Which lines of the data hold the word "path"? Copy all of them.

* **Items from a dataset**
.....

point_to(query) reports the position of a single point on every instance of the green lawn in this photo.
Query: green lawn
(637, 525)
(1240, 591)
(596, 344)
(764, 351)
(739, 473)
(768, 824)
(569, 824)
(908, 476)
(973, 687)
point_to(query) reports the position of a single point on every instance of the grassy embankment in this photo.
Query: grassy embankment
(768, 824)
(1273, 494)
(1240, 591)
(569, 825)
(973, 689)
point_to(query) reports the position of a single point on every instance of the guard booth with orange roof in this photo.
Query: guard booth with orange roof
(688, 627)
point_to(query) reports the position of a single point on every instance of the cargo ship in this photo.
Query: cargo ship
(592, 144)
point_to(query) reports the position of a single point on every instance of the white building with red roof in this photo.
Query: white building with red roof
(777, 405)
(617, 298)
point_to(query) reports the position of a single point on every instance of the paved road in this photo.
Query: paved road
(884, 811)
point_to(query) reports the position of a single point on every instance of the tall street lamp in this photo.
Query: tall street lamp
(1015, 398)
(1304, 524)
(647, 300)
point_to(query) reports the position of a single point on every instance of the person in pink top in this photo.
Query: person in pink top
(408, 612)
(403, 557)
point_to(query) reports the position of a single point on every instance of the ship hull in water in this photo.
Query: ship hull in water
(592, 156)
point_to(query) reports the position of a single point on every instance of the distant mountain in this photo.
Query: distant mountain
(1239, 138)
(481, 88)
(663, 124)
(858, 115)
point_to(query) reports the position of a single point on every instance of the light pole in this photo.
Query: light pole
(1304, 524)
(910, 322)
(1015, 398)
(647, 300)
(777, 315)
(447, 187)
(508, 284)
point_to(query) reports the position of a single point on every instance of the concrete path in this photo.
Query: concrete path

.....

* **TASK RESULT**
point_to(query) reports the position of a single point on every instance of the concrete path in this photo.
Query: concrete path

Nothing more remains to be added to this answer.